| WORK REQUEST |
Print all the data that follows exactly, images excluded.
━━━ DATA EXTRACT ━━━
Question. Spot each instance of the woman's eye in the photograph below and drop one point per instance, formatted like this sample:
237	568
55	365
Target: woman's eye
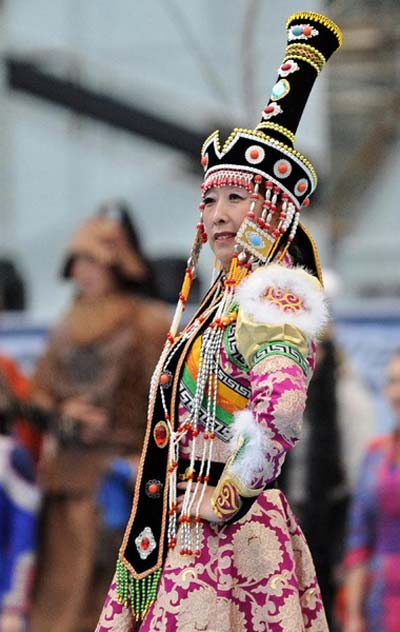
208	200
━━━
| RESULT FOR THIS TASK |
Question. Spot each instance of the woman's eye in the photograph below and drop one point per instance, formatted like this sample:
237	568
55	365
Target: woman's eye
208	200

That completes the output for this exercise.